_Task requirements_:
Please gather every line of the listing below that contains the word "shorts", matching case exactly.

[start Dataset records]

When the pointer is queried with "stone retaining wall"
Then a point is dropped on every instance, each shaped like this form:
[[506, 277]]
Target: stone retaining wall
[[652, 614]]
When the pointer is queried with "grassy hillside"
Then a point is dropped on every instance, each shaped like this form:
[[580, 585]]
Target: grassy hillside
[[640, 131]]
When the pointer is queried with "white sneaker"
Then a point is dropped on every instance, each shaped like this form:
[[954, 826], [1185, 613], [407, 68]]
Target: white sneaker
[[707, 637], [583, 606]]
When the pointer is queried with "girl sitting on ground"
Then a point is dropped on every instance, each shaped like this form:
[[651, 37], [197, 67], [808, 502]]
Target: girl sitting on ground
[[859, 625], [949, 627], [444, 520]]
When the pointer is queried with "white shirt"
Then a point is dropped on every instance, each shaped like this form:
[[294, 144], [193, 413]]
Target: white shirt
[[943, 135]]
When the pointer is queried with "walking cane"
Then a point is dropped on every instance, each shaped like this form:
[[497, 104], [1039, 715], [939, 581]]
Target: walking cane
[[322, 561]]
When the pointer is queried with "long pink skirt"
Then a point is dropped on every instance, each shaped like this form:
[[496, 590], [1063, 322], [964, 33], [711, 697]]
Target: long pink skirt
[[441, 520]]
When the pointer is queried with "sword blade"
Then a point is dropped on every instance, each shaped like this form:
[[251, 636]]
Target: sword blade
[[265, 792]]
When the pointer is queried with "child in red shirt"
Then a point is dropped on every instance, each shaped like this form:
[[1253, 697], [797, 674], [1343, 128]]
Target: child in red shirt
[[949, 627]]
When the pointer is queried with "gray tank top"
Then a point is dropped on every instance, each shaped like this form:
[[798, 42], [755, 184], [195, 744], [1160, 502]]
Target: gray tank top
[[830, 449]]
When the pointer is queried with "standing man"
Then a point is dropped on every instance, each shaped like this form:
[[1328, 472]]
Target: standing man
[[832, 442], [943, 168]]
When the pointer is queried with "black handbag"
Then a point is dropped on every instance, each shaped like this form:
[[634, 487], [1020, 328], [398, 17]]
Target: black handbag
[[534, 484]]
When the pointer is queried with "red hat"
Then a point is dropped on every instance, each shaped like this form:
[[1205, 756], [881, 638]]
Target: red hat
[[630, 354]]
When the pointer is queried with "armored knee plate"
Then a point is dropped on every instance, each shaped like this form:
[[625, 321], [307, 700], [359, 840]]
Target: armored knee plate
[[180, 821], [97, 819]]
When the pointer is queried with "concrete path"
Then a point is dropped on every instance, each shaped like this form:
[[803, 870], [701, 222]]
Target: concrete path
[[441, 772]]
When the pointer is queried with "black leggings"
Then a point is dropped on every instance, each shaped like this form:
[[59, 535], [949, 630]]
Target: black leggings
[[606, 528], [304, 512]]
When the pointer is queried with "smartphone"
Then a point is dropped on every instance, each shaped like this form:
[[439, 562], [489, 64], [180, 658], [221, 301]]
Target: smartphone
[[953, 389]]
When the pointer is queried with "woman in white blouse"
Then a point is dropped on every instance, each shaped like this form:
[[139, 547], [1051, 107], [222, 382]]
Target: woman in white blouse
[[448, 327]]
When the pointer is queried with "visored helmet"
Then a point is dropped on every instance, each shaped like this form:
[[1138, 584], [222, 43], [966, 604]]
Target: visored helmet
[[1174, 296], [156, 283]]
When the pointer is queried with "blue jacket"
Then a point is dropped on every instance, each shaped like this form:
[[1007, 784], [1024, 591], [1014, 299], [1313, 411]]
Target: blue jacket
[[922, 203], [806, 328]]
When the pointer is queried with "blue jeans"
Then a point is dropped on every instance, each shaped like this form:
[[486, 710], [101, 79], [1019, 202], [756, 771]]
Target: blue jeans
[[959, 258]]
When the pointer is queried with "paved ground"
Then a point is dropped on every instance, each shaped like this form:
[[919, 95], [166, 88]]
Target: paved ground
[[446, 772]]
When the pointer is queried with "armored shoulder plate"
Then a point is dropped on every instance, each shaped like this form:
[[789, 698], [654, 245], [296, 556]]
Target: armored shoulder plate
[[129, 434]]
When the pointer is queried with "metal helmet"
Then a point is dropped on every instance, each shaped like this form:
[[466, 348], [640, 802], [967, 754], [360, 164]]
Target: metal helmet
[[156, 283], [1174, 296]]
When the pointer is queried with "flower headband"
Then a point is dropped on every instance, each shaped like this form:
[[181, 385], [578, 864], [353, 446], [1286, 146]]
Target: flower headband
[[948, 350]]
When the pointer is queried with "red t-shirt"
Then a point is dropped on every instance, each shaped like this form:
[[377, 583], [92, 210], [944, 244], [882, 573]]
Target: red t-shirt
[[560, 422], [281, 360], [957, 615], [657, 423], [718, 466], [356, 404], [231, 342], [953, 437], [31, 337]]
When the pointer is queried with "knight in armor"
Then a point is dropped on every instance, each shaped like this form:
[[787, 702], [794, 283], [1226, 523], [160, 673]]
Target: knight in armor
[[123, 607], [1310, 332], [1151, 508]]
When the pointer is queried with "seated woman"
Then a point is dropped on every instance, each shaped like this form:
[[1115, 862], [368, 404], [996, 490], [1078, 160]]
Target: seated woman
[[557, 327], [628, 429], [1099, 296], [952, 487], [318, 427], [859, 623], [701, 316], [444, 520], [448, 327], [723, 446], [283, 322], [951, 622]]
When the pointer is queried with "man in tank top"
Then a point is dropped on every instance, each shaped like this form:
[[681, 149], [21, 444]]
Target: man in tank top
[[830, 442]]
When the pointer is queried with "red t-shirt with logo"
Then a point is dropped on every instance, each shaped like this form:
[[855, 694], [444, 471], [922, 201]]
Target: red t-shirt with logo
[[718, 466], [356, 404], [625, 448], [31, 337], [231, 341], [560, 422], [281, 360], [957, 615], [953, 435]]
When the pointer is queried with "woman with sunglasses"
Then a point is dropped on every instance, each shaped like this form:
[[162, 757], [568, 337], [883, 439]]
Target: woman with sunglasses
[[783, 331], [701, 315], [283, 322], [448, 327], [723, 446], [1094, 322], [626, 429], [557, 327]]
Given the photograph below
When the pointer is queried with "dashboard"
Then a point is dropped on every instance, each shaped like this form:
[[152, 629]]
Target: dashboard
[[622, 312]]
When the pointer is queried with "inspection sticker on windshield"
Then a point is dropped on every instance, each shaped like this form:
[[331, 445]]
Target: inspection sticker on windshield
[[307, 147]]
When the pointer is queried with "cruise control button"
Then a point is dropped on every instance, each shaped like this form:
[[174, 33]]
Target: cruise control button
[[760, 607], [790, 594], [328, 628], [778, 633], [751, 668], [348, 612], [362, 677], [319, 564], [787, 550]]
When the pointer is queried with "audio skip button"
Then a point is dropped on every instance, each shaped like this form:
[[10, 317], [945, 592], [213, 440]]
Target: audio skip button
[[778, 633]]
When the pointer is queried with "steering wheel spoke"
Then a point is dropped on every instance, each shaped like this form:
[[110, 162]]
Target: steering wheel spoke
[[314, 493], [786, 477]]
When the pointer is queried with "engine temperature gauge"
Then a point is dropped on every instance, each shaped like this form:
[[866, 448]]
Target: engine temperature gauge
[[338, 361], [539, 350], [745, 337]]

[end Dataset records]
[start Dataset records]

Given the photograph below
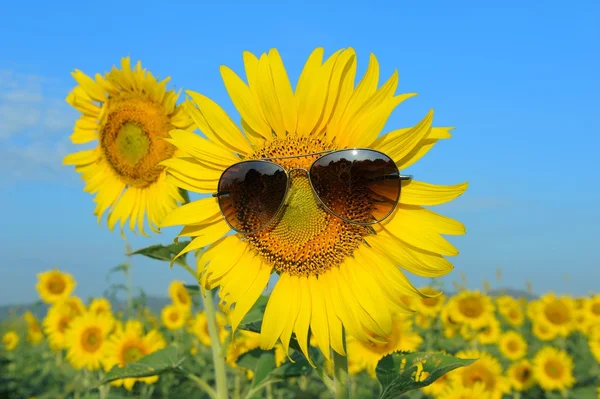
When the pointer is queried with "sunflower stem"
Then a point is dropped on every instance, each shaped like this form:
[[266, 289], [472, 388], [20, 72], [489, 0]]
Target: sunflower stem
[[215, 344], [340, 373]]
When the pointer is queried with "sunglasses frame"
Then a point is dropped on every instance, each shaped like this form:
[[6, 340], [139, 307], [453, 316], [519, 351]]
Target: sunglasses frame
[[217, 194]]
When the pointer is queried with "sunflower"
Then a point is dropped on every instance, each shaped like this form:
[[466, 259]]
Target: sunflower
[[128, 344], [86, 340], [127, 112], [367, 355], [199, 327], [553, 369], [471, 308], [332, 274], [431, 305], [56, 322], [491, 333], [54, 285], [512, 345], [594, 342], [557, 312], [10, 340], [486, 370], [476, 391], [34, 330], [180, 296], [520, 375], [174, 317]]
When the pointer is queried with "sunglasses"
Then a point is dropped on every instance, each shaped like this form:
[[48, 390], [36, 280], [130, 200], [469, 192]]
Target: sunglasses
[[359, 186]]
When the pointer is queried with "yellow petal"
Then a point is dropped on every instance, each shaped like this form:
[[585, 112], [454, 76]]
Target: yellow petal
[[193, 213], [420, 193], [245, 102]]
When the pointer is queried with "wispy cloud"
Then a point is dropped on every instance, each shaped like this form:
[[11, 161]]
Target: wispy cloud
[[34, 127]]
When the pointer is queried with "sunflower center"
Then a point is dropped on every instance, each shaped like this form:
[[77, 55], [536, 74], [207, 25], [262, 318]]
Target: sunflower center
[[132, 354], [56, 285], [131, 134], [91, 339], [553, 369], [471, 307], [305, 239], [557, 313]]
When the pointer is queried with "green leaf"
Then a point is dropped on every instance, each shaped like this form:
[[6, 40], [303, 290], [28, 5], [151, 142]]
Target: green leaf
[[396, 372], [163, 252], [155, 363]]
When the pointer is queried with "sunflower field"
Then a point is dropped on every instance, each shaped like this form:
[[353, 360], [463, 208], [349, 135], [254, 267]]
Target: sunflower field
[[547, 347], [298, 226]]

[end Dataset records]
[start Dataset records]

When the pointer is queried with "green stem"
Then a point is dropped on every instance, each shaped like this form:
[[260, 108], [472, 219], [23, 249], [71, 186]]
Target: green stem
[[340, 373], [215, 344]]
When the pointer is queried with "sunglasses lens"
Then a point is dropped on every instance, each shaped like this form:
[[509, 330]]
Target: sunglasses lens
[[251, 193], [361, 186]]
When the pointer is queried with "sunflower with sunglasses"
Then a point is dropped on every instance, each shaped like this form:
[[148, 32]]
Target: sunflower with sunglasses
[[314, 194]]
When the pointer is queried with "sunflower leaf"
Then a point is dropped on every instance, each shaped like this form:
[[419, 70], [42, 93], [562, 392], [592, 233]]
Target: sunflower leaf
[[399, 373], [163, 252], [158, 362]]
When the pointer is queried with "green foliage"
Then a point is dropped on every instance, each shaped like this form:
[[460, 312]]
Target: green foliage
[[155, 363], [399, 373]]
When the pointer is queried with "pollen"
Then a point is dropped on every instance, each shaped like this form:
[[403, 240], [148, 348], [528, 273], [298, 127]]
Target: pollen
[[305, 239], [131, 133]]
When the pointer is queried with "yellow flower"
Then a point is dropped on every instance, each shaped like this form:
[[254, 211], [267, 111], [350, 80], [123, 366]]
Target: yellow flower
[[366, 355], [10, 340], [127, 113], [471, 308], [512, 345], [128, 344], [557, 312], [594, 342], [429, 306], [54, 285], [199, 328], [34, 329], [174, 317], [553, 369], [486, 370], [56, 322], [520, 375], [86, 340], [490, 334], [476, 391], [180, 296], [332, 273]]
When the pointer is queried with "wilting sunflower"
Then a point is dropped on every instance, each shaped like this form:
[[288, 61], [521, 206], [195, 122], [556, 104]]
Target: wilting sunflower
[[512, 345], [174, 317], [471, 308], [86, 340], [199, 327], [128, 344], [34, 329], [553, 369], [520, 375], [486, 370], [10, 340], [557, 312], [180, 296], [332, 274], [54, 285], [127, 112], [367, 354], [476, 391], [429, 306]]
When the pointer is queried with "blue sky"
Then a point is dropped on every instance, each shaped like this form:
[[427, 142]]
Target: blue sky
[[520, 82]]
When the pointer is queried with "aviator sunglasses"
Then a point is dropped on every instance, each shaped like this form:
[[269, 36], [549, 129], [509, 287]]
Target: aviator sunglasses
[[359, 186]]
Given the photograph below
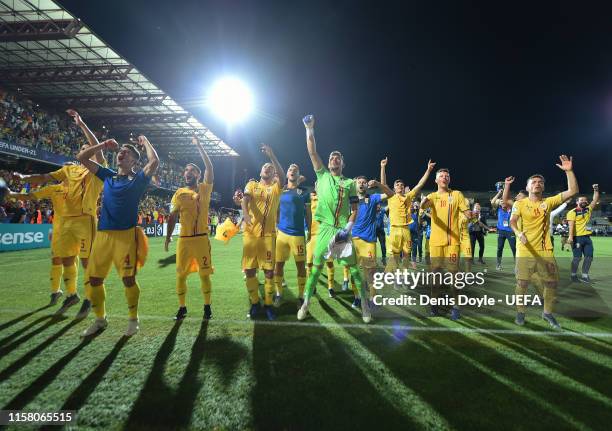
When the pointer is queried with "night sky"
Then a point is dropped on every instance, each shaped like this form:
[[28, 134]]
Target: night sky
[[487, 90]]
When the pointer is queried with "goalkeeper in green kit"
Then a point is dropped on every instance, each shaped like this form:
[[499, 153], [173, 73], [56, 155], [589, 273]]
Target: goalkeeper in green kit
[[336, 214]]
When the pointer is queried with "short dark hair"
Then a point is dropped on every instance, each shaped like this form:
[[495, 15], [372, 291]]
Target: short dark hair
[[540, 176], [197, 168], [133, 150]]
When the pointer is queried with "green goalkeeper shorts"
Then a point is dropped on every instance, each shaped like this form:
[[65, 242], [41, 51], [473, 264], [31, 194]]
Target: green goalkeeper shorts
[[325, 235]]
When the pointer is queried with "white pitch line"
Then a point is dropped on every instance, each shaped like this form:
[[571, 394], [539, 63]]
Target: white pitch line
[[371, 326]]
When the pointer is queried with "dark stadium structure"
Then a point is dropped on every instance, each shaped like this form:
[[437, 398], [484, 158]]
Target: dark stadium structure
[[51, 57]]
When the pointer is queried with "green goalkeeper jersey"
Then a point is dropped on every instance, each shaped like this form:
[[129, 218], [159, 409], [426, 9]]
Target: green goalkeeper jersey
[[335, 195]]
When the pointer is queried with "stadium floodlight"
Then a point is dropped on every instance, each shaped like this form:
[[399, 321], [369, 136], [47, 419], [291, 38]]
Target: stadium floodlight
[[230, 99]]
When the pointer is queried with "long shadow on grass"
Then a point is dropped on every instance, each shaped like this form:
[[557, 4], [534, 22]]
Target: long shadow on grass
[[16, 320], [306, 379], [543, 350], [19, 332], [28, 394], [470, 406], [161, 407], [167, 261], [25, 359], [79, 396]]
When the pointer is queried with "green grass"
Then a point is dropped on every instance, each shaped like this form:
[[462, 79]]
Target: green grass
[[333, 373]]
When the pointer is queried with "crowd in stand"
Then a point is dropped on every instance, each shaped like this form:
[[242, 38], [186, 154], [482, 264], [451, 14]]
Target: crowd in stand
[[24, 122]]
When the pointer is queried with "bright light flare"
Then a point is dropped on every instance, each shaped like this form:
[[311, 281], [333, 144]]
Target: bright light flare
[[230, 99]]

[end Dataset records]

_Response_:
When the pointer is queried with "green goalkeeper shorts"
Target: green goalkeeper shorts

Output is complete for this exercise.